**TASK TO CARRY OUT**: Transcribe every record below word for word.

**MATERIAL SUPPLIED**:
━━━━━━

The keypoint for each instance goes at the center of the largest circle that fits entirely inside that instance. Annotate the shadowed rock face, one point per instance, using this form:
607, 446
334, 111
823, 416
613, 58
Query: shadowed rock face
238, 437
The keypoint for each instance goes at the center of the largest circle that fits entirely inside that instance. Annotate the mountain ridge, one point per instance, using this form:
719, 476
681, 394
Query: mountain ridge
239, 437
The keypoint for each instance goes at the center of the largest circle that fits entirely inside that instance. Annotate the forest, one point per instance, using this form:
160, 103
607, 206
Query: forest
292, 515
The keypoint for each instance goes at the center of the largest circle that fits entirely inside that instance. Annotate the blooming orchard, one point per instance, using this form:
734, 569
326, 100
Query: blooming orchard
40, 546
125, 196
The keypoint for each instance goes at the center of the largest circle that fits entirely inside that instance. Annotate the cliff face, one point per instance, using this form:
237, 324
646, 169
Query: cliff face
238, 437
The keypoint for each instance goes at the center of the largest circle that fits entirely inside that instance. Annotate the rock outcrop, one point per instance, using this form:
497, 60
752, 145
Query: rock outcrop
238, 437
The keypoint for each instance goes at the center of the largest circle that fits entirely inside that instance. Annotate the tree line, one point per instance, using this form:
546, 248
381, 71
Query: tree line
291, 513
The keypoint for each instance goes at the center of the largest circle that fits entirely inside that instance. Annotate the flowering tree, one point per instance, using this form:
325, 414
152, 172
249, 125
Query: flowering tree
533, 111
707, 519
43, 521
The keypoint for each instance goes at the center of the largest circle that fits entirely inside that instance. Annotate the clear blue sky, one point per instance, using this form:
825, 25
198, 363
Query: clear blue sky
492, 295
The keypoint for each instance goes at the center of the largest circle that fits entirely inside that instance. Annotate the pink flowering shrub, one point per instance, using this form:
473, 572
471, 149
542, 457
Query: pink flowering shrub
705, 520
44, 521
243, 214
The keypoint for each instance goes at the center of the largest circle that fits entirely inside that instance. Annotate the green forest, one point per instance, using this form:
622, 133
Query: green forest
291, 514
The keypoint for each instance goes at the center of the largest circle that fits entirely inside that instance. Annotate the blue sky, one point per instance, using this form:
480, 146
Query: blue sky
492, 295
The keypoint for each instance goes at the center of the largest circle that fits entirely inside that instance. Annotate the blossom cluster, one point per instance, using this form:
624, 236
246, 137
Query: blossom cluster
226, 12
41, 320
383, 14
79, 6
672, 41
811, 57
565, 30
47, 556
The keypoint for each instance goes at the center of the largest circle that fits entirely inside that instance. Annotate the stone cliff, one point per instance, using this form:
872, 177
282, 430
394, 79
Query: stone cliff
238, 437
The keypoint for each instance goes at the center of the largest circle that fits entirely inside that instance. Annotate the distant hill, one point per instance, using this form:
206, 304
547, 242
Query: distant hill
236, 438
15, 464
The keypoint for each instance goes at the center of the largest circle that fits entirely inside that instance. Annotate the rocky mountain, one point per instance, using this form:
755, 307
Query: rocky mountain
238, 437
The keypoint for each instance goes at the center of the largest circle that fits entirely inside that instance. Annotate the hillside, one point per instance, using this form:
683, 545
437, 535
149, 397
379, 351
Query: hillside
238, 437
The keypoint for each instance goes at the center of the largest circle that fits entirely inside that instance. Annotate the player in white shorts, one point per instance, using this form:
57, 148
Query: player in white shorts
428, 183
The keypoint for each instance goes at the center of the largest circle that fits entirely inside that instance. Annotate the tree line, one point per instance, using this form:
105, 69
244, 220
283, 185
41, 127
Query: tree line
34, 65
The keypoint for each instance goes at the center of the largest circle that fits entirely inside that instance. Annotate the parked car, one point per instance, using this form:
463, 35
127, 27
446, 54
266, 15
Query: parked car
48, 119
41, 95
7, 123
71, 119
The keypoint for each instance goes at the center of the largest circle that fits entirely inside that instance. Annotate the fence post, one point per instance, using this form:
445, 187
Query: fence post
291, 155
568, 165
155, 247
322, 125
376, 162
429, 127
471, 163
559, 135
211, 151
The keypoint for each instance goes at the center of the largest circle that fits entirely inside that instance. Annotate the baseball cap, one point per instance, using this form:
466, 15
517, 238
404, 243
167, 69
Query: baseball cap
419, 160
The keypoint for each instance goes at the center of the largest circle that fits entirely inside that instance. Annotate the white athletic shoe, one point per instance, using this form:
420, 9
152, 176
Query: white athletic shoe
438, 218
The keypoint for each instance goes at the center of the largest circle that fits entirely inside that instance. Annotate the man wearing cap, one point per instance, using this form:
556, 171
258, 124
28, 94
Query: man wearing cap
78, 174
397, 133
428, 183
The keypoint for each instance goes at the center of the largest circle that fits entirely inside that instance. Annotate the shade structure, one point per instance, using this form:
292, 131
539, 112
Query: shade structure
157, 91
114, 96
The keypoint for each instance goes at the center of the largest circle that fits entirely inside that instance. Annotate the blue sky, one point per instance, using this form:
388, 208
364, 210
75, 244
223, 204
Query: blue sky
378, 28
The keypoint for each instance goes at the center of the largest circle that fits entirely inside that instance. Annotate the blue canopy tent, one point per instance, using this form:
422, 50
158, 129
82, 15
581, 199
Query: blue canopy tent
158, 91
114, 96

━━━━━━

**RESPONSE TO THIS TASK**:
The keypoint for each instance goes at the center of the largest circle that fits entirely inside that instance. Annotate the shadowed rock face, one point per instance, using this form:
607, 446
334, 111
823, 416
613, 58
Query: shadowed rock face
238, 437
The keypoint for each instance goes at the center of the largest circle that fits entirely inside that instance. Annotate the mountain ridge, one point per instance, using this form:
719, 476
681, 394
Query: mountain ridge
239, 437
The keypoint for each instance goes at the center of the largest circle that fits entirely inside that instance. Annotate the forest, one point per instance, using this form:
160, 103
607, 206
Query: forest
292, 515
The keypoint for each instance goes at the center of the largest circle that fits entirely inside that instance. Annotate the blooming orchard, one point per instance, using this form:
734, 569
326, 100
Query: blooming orchard
40, 546
125, 196
The keypoint for each instance goes at the center of the largest circle that fits entirely inside that instance. Annotate the cliff face, one point per instance, using this form:
237, 324
646, 169
Query: cliff face
238, 437
The keypoint for each instance goes at the center of the largest circle that fits entirely inside that instance. Annotate the rock outcrop, one point per instance, using this form:
497, 60
752, 145
Query: rock outcrop
238, 437
The keypoint for each instance goes at the center of the largest circle that fits entirely inside that instance. Annotate the tree line, one point per instance, using this form:
546, 248
381, 71
Query: tree line
291, 513
The keypoint for each instance goes at the center of the largest circle that fits entirely inside that instance. Annotate the flowering tree, one point per instance, using this form:
325, 414
152, 172
249, 125
Query: flowering tree
533, 111
707, 519
43, 521
The keypoint for each instance goes at the center of the largest circle that fits entirely inside that instance. Annotate the clear blue sky, one point per instance, using this form:
825, 25
198, 363
Query: clear blue sky
492, 295
The keypoint for each instance goes at the center of the largest circle that fits entirely inside that instance. Annotate the pink flowering shrub, one point per instance, using this form:
473, 572
471, 149
542, 457
Query: pink flowering shrub
705, 520
44, 521
243, 214
The keypoint for each instance goes at the center of the largest circle that fits entirely inside that instance. Annotate the green forest, one point per instance, using this form:
622, 133
Query: green forest
291, 514
The keypoint for each instance goes at the center of the largest circle that fits entirely inside that instance. Annotate the blue sky, one point per instance, using this form:
480, 146
Query: blue sky
492, 295
The keypoint for each instance goes at the center of the largest circle that fits entirely inside that instance. Annotate the blossom cluster, one point per instance, using this form:
624, 236
246, 137
Query: blossom cluster
226, 12
41, 320
383, 14
79, 6
672, 41
811, 57
565, 30
47, 556
The keypoint for each instance goes at the center of the largest circle that fits entirely inside that instance. Annotate the stone cliff, one point per instance, using this form:
872, 177
282, 430
394, 79
Query: stone cliff
238, 437
The keypoint for each instance goes at the center of the largest circle that fits entirely inside that instance. Annotate the distant hill, one point per instance, using this form:
206, 304
547, 242
Query: distant hill
236, 438
15, 464
The keypoint for each instance goes at the center of the largest circle that fits entirely inside that instance. Annotate the rocky mountain, one point per instance, using this form:
755, 307
Query: rocky mountain
238, 437
The keypoint for each instance goes at the center of the largest circle that fits entirely inside that instance. Annotate the hillside, one point per instance, using this form:
683, 545
437, 535
149, 397
379, 351
Query: hillside
238, 437
The keypoint for each instance goes at the center of the largest circle that fits entirely inside that instance. Annotate the player in white shorts, one point per instance, using this form:
57, 148
Query: player in white shorts
428, 183
The keypoint for each instance goes at the center of the largest circle that fits entirely inside that instance. Annotate the tree line, one point per instance, using this form:
105, 69
244, 220
283, 185
41, 127
Query: tree line
34, 65
The keypoint for each instance goes at the center of the largest circle that fits entirely inside that instance. Annotate the parked car, one point per instance, using this form:
463, 35
127, 27
446, 54
266, 15
Query: parked car
48, 119
41, 95
7, 123
71, 119
The keypoint for each instance goes at the center of the largest circle that fits entirely inside that instance. Annotate the fence post, one point per instance, using this form:
445, 187
Query: fence post
291, 155
568, 165
155, 247
322, 125
376, 162
429, 127
471, 163
559, 135
211, 151
The keypoint for each instance goes at the center of the largest circle that fits entirely inside that instance. Annotate the baseball cap, one point per instance, using this form:
466, 15
517, 238
404, 243
167, 69
Query: baseball cap
419, 160
The keypoint for each instance goes at the center of the largest circle that fits entirely inside that instance. Annotate the white athletic shoe, one point per instance, using this form:
420, 9
152, 176
Query: white athletic shoe
438, 218
The keypoint for each instance goes at the center of the largest circle that fits entirely inside that instance. Annotate the man wearing cap, one point per instance, using this form:
556, 171
258, 124
28, 94
Query: man wearing cap
78, 174
397, 133
428, 183
The keypoint for each instance goes at the center of the largest circle that fits entirely inside that instance. Annotate the shade structure, one point per instance, using this form:
292, 131
539, 112
Query: shade structure
157, 91
114, 96
The keypoint for each instance goes at the center of the largest circle that fits entirely inside that instance. Annotate the blue sky, one point per instance, using this form:
388, 208
364, 210
75, 244
223, 204
Query: blue sky
378, 28
The keypoint for each instance goes at the center of the largest circle that fits entirely inside that instance. Annotate the blue canopy tent, one point per instance, using this form:
422, 50
158, 129
82, 15
581, 199
Query: blue canopy tent
158, 91
114, 96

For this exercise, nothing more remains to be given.